What you are asked to do: Find the number of lines containing the string "bird" in the data. Answer with the number by itself.

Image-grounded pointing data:
[Start of section]

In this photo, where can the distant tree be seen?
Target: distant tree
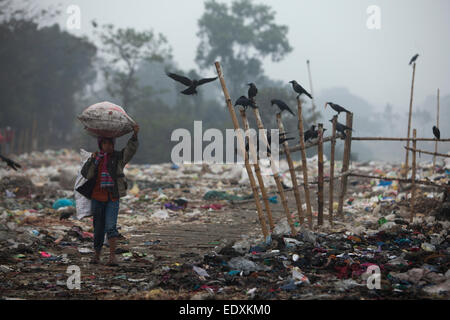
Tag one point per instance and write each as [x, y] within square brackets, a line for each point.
[239, 36]
[43, 70]
[125, 50]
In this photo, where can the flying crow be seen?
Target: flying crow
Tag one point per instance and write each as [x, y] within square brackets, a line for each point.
[299, 89]
[192, 84]
[282, 105]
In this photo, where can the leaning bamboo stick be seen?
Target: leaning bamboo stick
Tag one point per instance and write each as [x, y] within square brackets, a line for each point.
[275, 172]
[258, 173]
[333, 147]
[242, 145]
[422, 182]
[413, 178]
[310, 86]
[409, 116]
[320, 185]
[345, 163]
[311, 144]
[304, 163]
[291, 169]
[435, 145]
[430, 153]
[33, 134]
[26, 141]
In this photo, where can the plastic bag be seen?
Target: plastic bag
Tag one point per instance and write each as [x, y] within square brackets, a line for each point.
[106, 119]
[82, 204]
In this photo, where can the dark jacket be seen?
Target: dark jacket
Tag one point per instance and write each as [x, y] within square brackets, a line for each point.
[115, 165]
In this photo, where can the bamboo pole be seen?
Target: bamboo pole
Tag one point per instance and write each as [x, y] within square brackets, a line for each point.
[333, 147]
[310, 86]
[320, 186]
[33, 134]
[26, 143]
[3, 143]
[304, 163]
[311, 144]
[258, 173]
[395, 139]
[409, 117]
[423, 182]
[435, 144]
[430, 153]
[346, 162]
[292, 171]
[242, 145]
[413, 178]
[12, 146]
[275, 172]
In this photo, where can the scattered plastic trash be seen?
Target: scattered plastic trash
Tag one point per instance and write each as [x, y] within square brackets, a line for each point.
[60, 203]
[200, 271]
[160, 214]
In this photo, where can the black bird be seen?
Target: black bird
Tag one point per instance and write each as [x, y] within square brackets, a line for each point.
[180, 202]
[312, 133]
[308, 134]
[252, 91]
[10, 163]
[299, 89]
[436, 133]
[66, 213]
[336, 107]
[282, 105]
[192, 84]
[281, 139]
[413, 59]
[341, 128]
[244, 102]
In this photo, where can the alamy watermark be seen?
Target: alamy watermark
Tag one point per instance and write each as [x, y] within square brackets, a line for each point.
[74, 20]
[189, 149]
[373, 275]
[374, 20]
[74, 280]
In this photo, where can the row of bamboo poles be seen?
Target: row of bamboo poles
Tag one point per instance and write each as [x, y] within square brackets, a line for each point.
[345, 171]
[255, 189]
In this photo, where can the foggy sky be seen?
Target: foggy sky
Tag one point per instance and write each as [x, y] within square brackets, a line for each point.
[372, 64]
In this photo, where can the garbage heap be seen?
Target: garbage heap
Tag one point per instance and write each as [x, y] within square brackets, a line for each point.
[372, 252]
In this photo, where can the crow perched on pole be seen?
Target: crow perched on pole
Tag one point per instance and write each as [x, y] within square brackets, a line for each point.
[192, 84]
[308, 134]
[299, 89]
[244, 102]
[413, 59]
[10, 163]
[336, 107]
[252, 91]
[436, 133]
[281, 139]
[312, 133]
[341, 128]
[281, 105]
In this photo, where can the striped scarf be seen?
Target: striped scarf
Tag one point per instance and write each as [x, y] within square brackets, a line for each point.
[106, 182]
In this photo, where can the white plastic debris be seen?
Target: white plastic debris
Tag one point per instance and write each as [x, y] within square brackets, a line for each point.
[200, 271]
[160, 214]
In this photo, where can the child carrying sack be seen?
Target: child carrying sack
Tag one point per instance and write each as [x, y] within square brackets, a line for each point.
[82, 204]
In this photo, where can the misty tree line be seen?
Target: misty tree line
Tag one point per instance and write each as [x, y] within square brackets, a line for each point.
[49, 76]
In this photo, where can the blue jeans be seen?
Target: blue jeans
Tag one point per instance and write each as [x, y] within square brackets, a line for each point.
[105, 220]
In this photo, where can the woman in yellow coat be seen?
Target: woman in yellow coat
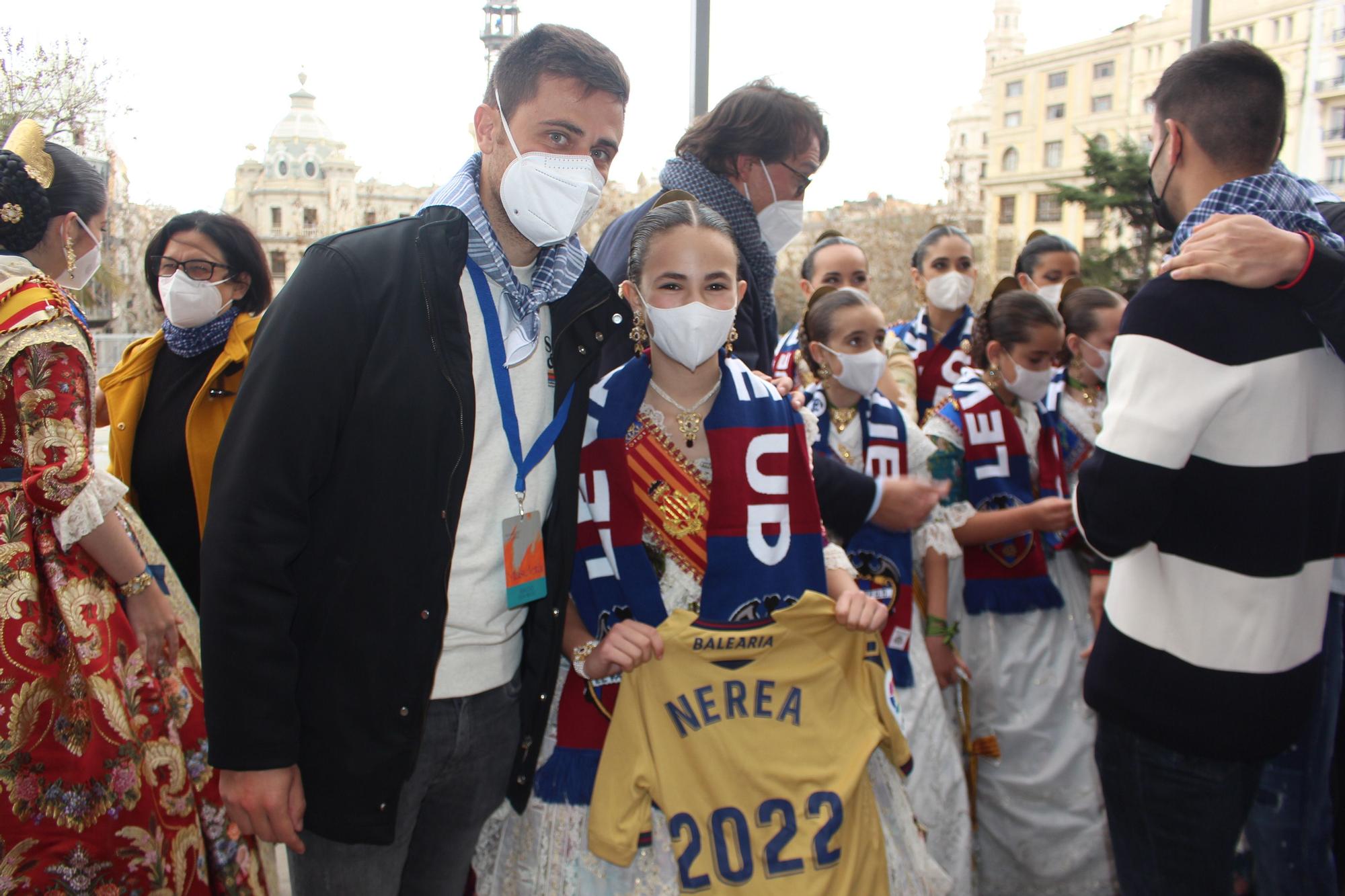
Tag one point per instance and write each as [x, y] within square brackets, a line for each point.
[169, 399]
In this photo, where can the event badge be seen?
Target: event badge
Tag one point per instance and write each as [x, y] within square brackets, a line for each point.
[525, 563]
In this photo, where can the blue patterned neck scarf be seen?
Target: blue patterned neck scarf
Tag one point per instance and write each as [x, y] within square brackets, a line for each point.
[1278, 198]
[558, 270]
[189, 342]
[688, 173]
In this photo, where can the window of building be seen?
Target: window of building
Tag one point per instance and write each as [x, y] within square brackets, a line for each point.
[1048, 206]
[1336, 170]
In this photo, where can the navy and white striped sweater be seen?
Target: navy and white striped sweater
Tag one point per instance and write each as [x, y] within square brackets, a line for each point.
[1219, 489]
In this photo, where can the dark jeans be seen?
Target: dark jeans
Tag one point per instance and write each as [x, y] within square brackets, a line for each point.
[461, 778]
[1291, 826]
[1175, 818]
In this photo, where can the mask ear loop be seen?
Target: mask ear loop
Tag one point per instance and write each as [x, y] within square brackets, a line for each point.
[505, 122]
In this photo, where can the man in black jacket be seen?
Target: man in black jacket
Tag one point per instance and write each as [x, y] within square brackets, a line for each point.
[395, 419]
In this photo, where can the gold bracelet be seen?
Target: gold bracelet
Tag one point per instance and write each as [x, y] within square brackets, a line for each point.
[138, 584]
[582, 654]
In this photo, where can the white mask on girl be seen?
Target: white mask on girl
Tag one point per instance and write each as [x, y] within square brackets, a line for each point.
[192, 303]
[861, 370]
[950, 291]
[689, 334]
[1030, 385]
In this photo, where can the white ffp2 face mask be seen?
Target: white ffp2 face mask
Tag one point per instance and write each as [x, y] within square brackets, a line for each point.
[1030, 385]
[950, 291]
[779, 222]
[689, 334]
[192, 303]
[87, 266]
[861, 370]
[548, 196]
[1051, 294]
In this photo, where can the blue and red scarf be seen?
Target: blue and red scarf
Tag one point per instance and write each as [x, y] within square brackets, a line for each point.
[763, 537]
[938, 365]
[785, 362]
[882, 557]
[1008, 576]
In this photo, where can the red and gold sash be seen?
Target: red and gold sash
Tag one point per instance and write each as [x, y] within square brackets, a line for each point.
[675, 497]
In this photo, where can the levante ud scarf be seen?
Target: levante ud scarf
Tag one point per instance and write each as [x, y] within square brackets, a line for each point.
[882, 557]
[1008, 576]
[762, 544]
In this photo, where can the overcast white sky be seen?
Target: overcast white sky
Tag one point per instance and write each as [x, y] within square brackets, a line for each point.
[399, 81]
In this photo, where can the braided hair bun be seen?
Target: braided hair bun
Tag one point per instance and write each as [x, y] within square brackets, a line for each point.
[25, 210]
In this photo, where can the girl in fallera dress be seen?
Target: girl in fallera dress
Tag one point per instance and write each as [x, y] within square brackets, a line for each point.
[1078, 399]
[945, 274]
[662, 469]
[844, 333]
[835, 263]
[1040, 822]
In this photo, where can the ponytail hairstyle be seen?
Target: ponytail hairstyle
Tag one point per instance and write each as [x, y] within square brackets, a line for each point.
[820, 318]
[1079, 311]
[933, 237]
[827, 239]
[676, 209]
[1039, 245]
[1009, 319]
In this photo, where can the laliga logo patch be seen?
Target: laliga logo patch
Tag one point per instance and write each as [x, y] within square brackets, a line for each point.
[1011, 552]
[762, 607]
[890, 690]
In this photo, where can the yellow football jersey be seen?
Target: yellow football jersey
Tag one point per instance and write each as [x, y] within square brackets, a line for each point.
[754, 739]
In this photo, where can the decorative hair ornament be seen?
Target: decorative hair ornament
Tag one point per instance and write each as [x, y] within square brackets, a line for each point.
[28, 143]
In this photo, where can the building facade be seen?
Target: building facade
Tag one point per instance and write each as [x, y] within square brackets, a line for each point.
[305, 189]
[1042, 110]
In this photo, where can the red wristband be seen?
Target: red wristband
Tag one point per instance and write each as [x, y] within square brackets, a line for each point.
[1312, 251]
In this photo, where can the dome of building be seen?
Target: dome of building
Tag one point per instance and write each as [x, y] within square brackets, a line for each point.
[302, 124]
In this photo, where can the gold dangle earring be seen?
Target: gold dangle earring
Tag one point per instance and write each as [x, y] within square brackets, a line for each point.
[71, 253]
[640, 335]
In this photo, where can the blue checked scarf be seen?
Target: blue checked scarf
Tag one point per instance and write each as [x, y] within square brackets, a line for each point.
[688, 173]
[189, 342]
[558, 271]
[1277, 197]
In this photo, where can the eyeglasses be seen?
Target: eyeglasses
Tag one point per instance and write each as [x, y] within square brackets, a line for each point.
[804, 179]
[196, 268]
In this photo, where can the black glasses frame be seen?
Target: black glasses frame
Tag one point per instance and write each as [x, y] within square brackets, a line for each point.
[182, 266]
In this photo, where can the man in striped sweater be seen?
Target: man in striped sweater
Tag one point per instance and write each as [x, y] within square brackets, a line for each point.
[1218, 487]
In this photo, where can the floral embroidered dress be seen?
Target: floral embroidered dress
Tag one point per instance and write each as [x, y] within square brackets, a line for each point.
[104, 784]
[544, 852]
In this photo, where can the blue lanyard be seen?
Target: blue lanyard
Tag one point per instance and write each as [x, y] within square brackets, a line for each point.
[505, 391]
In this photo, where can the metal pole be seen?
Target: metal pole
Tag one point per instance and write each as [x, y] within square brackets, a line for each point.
[1199, 24]
[701, 60]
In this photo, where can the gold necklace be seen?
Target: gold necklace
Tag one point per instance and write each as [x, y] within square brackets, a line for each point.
[843, 417]
[688, 421]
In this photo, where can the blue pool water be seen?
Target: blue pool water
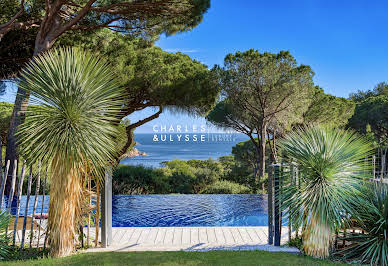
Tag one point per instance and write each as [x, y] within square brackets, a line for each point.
[189, 210]
[212, 146]
[179, 210]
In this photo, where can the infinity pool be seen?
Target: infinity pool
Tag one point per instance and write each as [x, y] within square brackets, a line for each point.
[189, 210]
[178, 210]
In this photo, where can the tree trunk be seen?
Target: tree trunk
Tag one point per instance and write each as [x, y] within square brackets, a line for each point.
[19, 112]
[263, 134]
[64, 209]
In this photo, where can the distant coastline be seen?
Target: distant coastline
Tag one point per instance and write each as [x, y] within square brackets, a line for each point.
[214, 146]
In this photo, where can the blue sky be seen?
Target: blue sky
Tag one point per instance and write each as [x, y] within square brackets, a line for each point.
[344, 42]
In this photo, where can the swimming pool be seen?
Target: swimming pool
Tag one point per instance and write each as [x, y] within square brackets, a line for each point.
[179, 210]
[189, 210]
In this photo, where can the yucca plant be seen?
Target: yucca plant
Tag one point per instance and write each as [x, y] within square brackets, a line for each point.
[4, 247]
[371, 245]
[331, 163]
[72, 129]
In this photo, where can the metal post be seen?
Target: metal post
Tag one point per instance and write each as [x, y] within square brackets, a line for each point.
[276, 204]
[106, 211]
[270, 206]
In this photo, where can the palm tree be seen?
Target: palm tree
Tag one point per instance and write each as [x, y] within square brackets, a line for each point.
[331, 163]
[4, 247]
[72, 129]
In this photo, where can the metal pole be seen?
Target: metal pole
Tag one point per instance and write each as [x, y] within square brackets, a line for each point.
[106, 211]
[276, 204]
[270, 206]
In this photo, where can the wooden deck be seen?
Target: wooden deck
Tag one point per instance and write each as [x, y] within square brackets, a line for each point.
[192, 239]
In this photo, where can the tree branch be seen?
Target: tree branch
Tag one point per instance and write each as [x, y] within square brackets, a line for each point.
[129, 129]
[6, 27]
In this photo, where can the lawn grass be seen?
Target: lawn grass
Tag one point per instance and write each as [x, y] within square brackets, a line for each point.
[179, 258]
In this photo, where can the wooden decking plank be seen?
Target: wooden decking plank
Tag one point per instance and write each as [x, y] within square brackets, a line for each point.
[202, 235]
[144, 236]
[194, 236]
[177, 240]
[229, 239]
[160, 236]
[236, 235]
[244, 235]
[219, 235]
[211, 235]
[169, 236]
[151, 236]
[135, 236]
[253, 235]
[186, 236]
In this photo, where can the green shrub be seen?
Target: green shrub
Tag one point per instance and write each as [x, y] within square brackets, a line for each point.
[129, 180]
[226, 187]
[372, 218]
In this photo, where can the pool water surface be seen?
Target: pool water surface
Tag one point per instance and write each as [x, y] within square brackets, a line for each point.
[189, 210]
[176, 210]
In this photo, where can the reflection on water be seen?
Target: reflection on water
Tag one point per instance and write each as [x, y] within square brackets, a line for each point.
[189, 210]
[175, 210]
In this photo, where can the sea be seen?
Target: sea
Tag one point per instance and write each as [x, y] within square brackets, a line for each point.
[161, 147]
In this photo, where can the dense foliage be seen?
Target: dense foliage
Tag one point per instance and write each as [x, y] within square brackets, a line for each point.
[264, 93]
[328, 109]
[72, 129]
[371, 216]
[372, 113]
[226, 187]
[331, 164]
[5, 119]
[185, 177]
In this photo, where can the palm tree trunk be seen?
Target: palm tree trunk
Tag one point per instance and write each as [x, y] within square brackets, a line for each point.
[64, 210]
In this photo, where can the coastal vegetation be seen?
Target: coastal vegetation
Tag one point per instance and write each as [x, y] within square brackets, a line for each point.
[180, 258]
[332, 166]
[35, 27]
[87, 65]
[72, 130]
[183, 177]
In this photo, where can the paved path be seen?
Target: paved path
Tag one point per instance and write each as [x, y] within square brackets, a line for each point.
[192, 239]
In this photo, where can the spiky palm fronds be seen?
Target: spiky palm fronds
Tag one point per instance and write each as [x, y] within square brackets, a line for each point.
[4, 247]
[72, 129]
[331, 163]
[372, 217]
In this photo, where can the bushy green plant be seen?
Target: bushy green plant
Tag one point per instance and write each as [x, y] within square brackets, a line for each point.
[4, 248]
[331, 163]
[128, 180]
[226, 187]
[371, 217]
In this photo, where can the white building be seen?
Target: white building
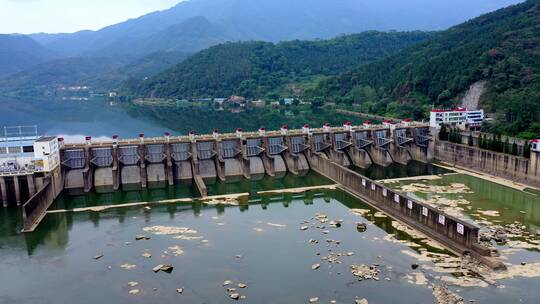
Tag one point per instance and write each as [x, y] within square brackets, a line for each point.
[535, 145]
[46, 154]
[459, 117]
[24, 155]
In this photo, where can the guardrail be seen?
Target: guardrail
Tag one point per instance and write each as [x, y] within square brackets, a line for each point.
[456, 234]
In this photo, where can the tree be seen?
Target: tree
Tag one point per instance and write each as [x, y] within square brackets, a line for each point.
[527, 149]
[514, 149]
[506, 148]
[443, 133]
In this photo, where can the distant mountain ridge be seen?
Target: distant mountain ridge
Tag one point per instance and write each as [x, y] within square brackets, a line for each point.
[501, 49]
[193, 25]
[278, 20]
[255, 69]
[20, 52]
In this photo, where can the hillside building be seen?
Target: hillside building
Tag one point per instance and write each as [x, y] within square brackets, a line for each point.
[459, 118]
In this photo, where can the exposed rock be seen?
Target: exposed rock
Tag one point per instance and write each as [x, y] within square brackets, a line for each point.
[168, 268]
[176, 250]
[276, 225]
[157, 268]
[361, 227]
[365, 272]
[128, 266]
[334, 224]
[167, 230]
[445, 296]
[134, 292]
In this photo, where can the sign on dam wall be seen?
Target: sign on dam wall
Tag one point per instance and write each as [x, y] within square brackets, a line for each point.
[328, 151]
[515, 168]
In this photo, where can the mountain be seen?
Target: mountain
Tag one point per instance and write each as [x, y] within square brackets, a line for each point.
[189, 36]
[254, 69]
[501, 49]
[19, 52]
[57, 73]
[104, 73]
[278, 20]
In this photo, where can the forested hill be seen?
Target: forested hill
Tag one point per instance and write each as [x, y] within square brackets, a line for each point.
[256, 69]
[502, 48]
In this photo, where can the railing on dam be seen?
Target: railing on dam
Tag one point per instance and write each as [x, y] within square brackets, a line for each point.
[425, 218]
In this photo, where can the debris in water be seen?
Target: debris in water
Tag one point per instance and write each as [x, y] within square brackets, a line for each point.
[167, 230]
[134, 292]
[141, 237]
[168, 268]
[365, 272]
[97, 257]
[276, 225]
[176, 250]
[128, 266]
[361, 212]
[157, 268]
[361, 227]
[445, 296]
[425, 188]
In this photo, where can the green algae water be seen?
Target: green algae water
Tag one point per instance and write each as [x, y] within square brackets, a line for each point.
[260, 243]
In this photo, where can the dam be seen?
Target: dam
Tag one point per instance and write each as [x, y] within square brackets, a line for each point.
[198, 159]
[246, 194]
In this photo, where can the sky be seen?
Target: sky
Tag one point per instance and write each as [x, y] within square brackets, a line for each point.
[55, 16]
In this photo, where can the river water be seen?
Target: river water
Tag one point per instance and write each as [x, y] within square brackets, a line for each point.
[256, 240]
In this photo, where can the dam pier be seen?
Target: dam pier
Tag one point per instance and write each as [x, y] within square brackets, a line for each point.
[106, 166]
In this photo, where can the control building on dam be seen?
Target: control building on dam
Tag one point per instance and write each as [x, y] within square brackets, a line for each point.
[329, 151]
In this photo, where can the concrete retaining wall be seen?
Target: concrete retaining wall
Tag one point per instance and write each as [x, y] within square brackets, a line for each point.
[515, 168]
[454, 233]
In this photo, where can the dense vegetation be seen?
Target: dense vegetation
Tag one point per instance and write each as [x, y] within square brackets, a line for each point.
[101, 73]
[502, 48]
[493, 142]
[256, 69]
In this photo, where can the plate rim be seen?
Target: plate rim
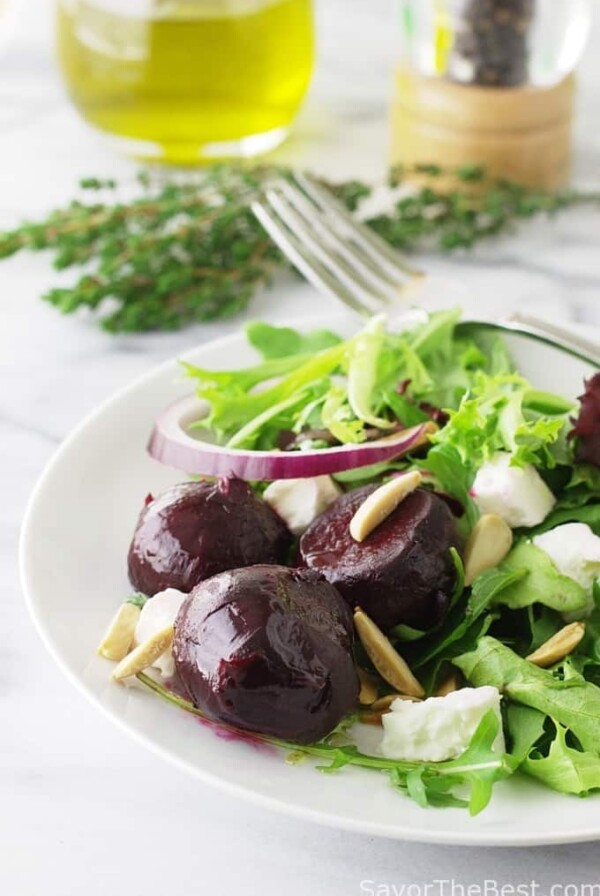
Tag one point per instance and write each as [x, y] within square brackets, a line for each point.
[318, 816]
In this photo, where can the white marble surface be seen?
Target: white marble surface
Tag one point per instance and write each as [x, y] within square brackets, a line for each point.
[83, 809]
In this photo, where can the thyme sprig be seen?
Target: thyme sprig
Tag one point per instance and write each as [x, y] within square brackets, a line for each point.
[187, 250]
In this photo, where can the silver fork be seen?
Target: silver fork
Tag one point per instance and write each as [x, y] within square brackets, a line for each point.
[335, 252]
[344, 259]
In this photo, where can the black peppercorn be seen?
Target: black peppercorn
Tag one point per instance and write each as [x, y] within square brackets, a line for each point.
[492, 43]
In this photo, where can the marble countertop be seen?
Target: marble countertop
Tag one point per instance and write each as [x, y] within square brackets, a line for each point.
[84, 810]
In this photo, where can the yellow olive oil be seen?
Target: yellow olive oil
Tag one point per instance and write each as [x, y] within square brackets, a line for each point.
[186, 80]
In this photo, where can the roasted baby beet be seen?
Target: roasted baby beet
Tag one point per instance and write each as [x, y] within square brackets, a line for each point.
[402, 572]
[197, 529]
[268, 649]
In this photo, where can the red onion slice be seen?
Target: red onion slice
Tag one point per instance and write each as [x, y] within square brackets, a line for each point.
[172, 444]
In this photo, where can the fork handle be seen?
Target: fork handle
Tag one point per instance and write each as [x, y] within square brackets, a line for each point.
[537, 326]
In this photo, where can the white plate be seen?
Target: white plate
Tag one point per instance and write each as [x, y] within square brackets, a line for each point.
[73, 561]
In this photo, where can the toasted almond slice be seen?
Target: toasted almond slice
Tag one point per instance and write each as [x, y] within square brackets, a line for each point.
[371, 718]
[368, 687]
[384, 657]
[449, 685]
[380, 503]
[145, 654]
[488, 544]
[559, 646]
[384, 703]
[118, 639]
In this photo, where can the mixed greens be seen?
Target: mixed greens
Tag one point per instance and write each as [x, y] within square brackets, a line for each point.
[313, 391]
[486, 452]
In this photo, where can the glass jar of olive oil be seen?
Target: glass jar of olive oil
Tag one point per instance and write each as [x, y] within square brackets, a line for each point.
[184, 81]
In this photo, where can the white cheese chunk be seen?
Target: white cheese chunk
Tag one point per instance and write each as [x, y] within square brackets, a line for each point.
[518, 494]
[157, 613]
[575, 552]
[299, 501]
[439, 728]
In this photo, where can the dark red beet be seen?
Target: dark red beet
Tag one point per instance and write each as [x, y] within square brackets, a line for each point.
[587, 426]
[268, 649]
[197, 529]
[402, 572]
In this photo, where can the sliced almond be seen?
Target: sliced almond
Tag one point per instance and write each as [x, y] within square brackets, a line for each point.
[488, 544]
[371, 718]
[384, 657]
[384, 703]
[145, 654]
[118, 639]
[380, 503]
[449, 685]
[558, 646]
[368, 688]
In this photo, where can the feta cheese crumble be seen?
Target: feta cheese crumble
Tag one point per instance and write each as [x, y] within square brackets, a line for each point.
[158, 612]
[439, 728]
[575, 552]
[518, 494]
[299, 501]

[End of section]

Answer to the problem: 2